▶ [GOAL OF THE EXERCISE]: Any image found in the entries is to be skipped; the rest is returned word for word.

**** SUPPLIED INFORMATION

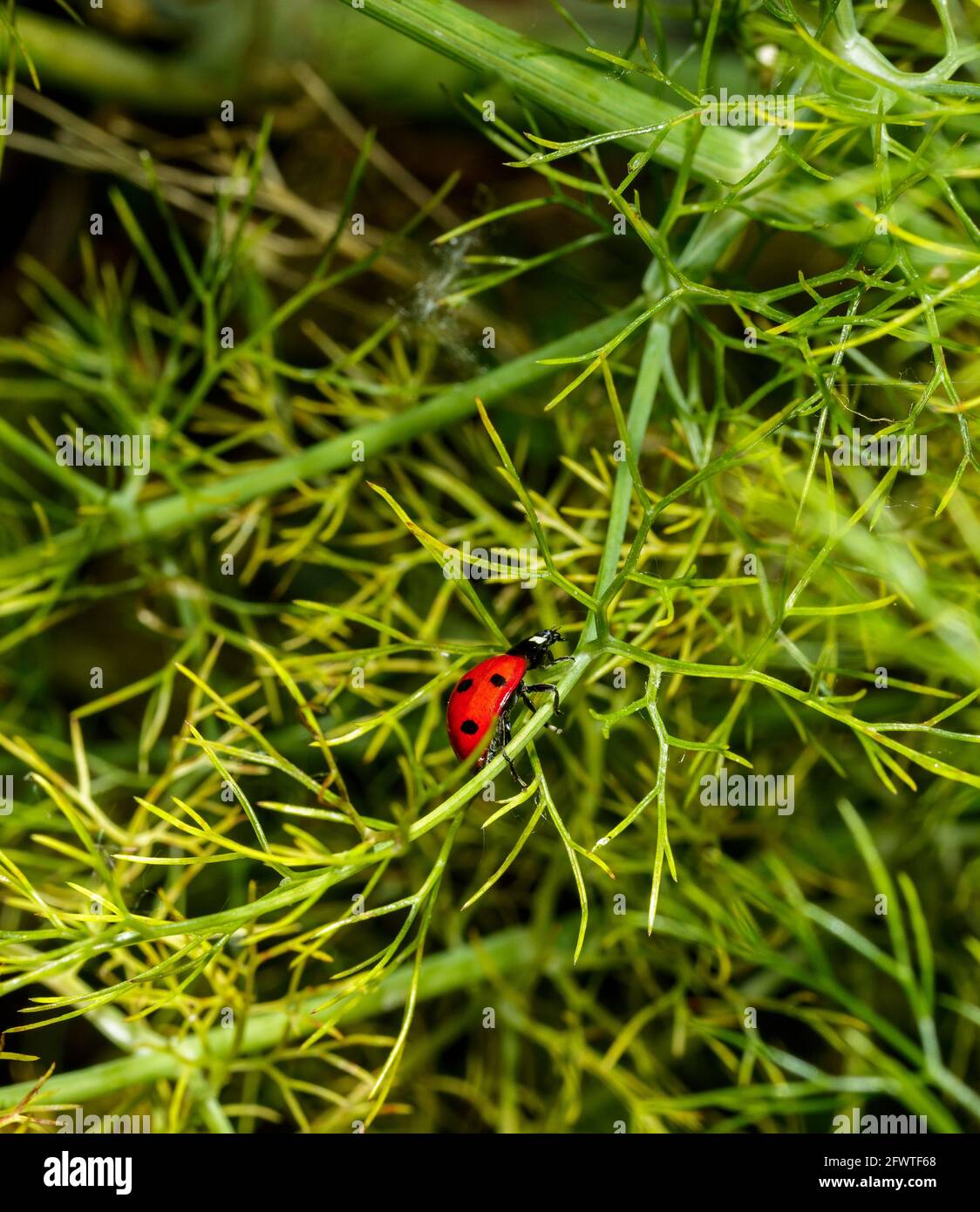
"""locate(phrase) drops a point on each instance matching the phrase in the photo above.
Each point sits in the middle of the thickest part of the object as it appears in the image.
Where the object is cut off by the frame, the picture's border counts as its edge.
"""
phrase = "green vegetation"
(243, 882)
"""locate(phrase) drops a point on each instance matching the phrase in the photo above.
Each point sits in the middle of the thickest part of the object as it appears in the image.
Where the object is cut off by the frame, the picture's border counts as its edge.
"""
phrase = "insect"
(482, 699)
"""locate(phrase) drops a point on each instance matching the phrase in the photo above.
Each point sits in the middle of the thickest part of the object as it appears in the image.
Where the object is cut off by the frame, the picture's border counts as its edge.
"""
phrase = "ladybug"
(481, 702)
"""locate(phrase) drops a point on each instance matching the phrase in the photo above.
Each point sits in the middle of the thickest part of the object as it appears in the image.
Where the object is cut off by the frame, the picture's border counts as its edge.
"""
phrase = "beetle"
(482, 699)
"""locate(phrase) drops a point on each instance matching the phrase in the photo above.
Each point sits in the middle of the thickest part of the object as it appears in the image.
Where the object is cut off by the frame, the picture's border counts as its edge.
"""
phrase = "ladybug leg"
(500, 742)
(539, 689)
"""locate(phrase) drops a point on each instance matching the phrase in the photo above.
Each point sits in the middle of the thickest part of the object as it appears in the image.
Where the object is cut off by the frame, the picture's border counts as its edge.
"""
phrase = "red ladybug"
(482, 699)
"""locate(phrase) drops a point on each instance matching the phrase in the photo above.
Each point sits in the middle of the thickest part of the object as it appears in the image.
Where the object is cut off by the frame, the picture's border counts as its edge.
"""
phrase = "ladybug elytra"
(481, 701)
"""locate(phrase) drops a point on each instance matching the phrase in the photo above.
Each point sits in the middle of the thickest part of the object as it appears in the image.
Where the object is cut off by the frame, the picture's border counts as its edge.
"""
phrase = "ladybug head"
(535, 649)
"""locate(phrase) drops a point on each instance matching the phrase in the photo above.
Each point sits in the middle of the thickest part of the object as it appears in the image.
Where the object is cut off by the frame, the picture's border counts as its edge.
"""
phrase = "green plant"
(252, 867)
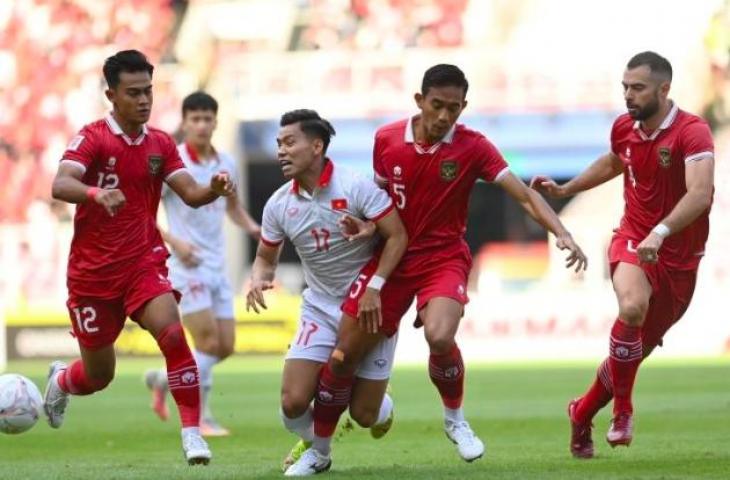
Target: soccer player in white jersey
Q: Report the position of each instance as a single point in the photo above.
(307, 210)
(197, 266)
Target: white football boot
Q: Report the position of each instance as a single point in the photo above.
(469, 446)
(311, 462)
(196, 450)
(55, 400)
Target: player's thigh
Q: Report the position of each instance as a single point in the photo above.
(667, 306)
(353, 343)
(441, 318)
(158, 313)
(367, 396)
(298, 384)
(632, 288)
(203, 327)
(96, 322)
(99, 363)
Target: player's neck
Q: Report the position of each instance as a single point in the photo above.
(651, 124)
(131, 129)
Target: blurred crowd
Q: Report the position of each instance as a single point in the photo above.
(378, 24)
(51, 54)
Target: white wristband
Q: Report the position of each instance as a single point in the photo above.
(661, 230)
(376, 282)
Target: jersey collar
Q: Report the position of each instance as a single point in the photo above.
(117, 130)
(668, 121)
(193, 154)
(324, 178)
(408, 137)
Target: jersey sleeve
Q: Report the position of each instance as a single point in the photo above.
(378, 165)
(82, 149)
(696, 142)
(272, 233)
(371, 201)
(492, 165)
(172, 161)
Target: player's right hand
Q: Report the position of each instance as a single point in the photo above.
(187, 253)
(547, 186)
(255, 296)
(354, 228)
(369, 312)
(112, 200)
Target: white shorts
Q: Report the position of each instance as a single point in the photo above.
(317, 335)
(203, 292)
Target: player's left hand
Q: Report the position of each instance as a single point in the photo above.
(354, 228)
(222, 185)
(576, 257)
(369, 314)
(648, 249)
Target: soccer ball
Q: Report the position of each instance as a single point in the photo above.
(20, 403)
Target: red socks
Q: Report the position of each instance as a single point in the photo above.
(447, 373)
(182, 373)
(74, 380)
(625, 355)
(332, 398)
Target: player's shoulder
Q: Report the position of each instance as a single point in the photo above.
(392, 130)
(623, 124)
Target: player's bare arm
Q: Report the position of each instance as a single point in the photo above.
(241, 217)
(699, 179)
(67, 186)
(542, 213)
(394, 233)
(262, 276)
(605, 168)
(185, 251)
(196, 195)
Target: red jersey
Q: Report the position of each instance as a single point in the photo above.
(431, 185)
(106, 250)
(654, 182)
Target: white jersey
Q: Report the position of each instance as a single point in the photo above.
(330, 262)
(203, 227)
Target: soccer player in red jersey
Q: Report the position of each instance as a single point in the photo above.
(429, 165)
(113, 170)
(666, 157)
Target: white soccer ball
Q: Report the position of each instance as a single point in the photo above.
(21, 403)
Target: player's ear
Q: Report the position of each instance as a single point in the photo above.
(419, 98)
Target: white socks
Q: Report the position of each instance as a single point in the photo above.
(303, 426)
(453, 415)
(385, 408)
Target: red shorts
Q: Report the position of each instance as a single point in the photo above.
(97, 322)
(671, 290)
(422, 278)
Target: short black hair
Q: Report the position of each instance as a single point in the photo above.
(311, 124)
(130, 61)
(658, 65)
(198, 101)
(444, 75)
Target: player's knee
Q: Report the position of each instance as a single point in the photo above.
(440, 343)
(632, 310)
(363, 416)
(294, 405)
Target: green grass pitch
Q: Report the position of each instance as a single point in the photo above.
(682, 428)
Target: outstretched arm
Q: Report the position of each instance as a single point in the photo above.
(262, 276)
(607, 166)
(542, 213)
(196, 195)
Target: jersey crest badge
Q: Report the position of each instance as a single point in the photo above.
(339, 204)
(449, 169)
(665, 157)
(154, 162)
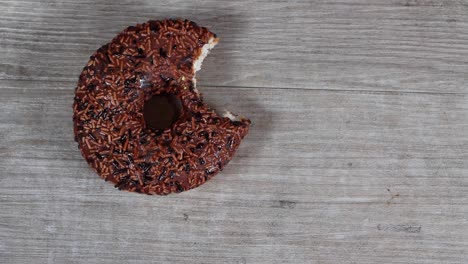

********

▶ [EXERCISE SOLUTION]:
"""locate(phrase) drops a point on each instance matching the phrase in the photo above.
Each point sits in the middle of the thickest part of the object as it appears in the image.
Where the object is cut off by the frame, the picture's border counts as its edge.
"""
phrase = "green vegetation"
(243, 882)
"""locate(phrase) drops a point on each instance matching the phrase in the photo above.
Each point sits in the middle of the thickest part of the object as it appears in the image.
Where the object is cut off by the frame, the picture's border counts as its edge.
"""
phrase = "insect"
(482, 699)
"""locate(phrase) drops a point on each instance matching the phrase in the photo above.
Each point sits in the middle of the thickest part of the object as it appears in the image.
Where the object is cut off by the frame, the picture's border counts as its edge.
"""
phrase = "ladybug"
(481, 702)
"""locate(phrase) drops a point on each instance matching the phrase in the photo above.
Each point sits in the middle of the thickest part of the object as it appears in the image.
Where the object is cut off by the frame, the picture's border counts as its edge.
"""
phrase = "beetle"
(482, 699)
"""locate(phrase) drops a point on each instance matching the phrase in the photo above.
Each point sits in the middle of the thickest part of the object as it appears in the image.
Where the object is cut off by the frame, the picture's border counts as its edge.
"""
phrase = "ladybug leg"
(500, 742)
(539, 689)
"""locate(phrase) drops a point on each instance matching the phrase in the photo above.
Each point sits in the middle of the thickest part of the object as it appears in the image.
Where the object is cut off by the frame, the picture's border counts as its edge.
"""
phrase = "red ladybug"
(482, 699)
"""locate(phrase) drops a point on each instance matching the phrase in the photo above.
Each point sits in the middle of the thickest part of the object as it appears in the image.
Where the object is cut off by the frame, the picture's border counts as its edge.
"""
phrase = "ladybug elytra"
(481, 701)
"""locate(phrase) drops a point on each instance matching the phrase in the photo above.
Each point sits in the middle of the thickest part of the object as it appears in the image.
Where the object is cut off by the frame, the picture's border counts as its edge.
"""
phrase = "ladybug head"
(535, 649)
"""locate(phrase) drops a point on each instance matching the phrase in the photo above.
Each point sits in the middle of the thickest part of the object as it appears in the image.
Where the object is cut off by the frame, the picture's border counts as its edge.
"""
phrase = "green plant"
(252, 867)
Target: soccer player in white jersey
Q: Report the position of each instance as a single point in the photo above.
(307, 210)
(197, 266)
Target: white football boot
Q: Report the position of each instance as a single point in the photo above.
(469, 446)
(311, 462)
(196, 450)
(55, 400)
Target: player's thigh
Q: Report the position of each instance as a single point in the photo above.
(667, 306)
(353, 343)
(441, 318)
(158, 313)
(367, 396)
(298, 384)
(632, 288)
(203, 327)
(96, 322)
(99, 363)
Target: player's neck
Q: Report the position of each instance as a single point in the photo above.
(651, 124)
(131, 129)
Target: blurred crowd
Q: Report the position of each instance as a single point in the photo above.
(378, 24)
(51, 54)
Target: white wristband
Q: Report the position of each instance as a single point in the photo above.
(661, 230)
(376, 282)
Target: jersey collar
Q: Report the position of each instance as a single point in the photo above.
(117, 130)
(668, 121)
(193, 154)
(324, 178)
(408, 137)
Target: jersey sleeve
Q: Report the position of each instance as a single point in the photo above.
(378, 165)
(82, 149)
(696, 142)
(272, 233)
(371, 201)
(492, 165)
(172, 161)
Target: player's right hand
Q: Report the position of each instance as a single point in the photo above.
(187, 253)
(547, 186)
(255, 296)
(354, 228)
(369, 312)
(112, 200)
Target: white shorts
Q: Report the position of each instance as a single point in the photo above.
(317, 335)
(203, 292)
Target: player's left hand
Q: Report the position of each instance as a single point in the photo above.
(354, 228)
(222, 185)
(576, 257)
(369, 314)
(648, 249)
Target: soccer ball
Q: Report the position of each instance as a single point in the photo above.
(20, 403)
Target: red socks
Q: Report the position of each instance as a single point in the photo above.
(447, 373)
(182, 373)
(74, 380)
(625, 355)
(332, 398)
Target: player's shoulder
Q: Report the position of each instance as a single point in the photo above.
(392, 130)
(623, 124)
Target: player's bare arm
Q: Report the position of each instance as a single point in the photo above.
(241, 217)
(699, 179)
(67, 186)
(542, 213)
(394, 233)
(262, 276)
(605, 168)
(185, 251)
(196, 195)
Target: red jersey
Q: Report the position of each instance as a single point in the photo above.
(431, 185)
(106, 250)
(654, 182)
Target: white jersey
Q: Report the position of each instance as a single point in the photo above.
(330, 262)
(203, 227)
Target: soccer player in red jersey
Q: Report the position of each instance as a single point in the photo above.
(429, 165)
(113, 170)
(666, 157)
Target: white soccer ball
Q: Report the position of each instance as a single point in the photo above.
(21, 403)
Target: player's ear
Q: Report the position of each instance as a single point in the photo above.
(419, 98)
Target: white socks
Q: Report the position of each instance as a single point in the photo above.
(303, 426)
(453, 415)
(385, 408)
Target: red shorts
Q: Report the position of each instance as a single point in the photo above.
(97, 322)
(671, 290)
(422, 278)
Target: short black hair
Q: Report the position of each instance as a single point in the photo above.
(311, 124)
(130, 61)
(658, 65)
(198, 101)
(444, 75)
Target: player's knee
Q: Report the position of each instance as a single point in the photo above.
(440, 343)
(632, 310)
(363, 416)
(294, 405)
Target: green grass pitch
Q: Report the position of each instance as a single point in the photo above.
(682, 428)
Target: outstretched arm
Q: Report the position of each instance as a single point in the photo above.
(262, 276)
(607, 166)
(542, 213)
(196, 195)
Target: jersey crest badge
Q: Report the position of each instance as a single point in the photo above.
(339, 204)
(449, 169)
(665, 157)
(154, 162)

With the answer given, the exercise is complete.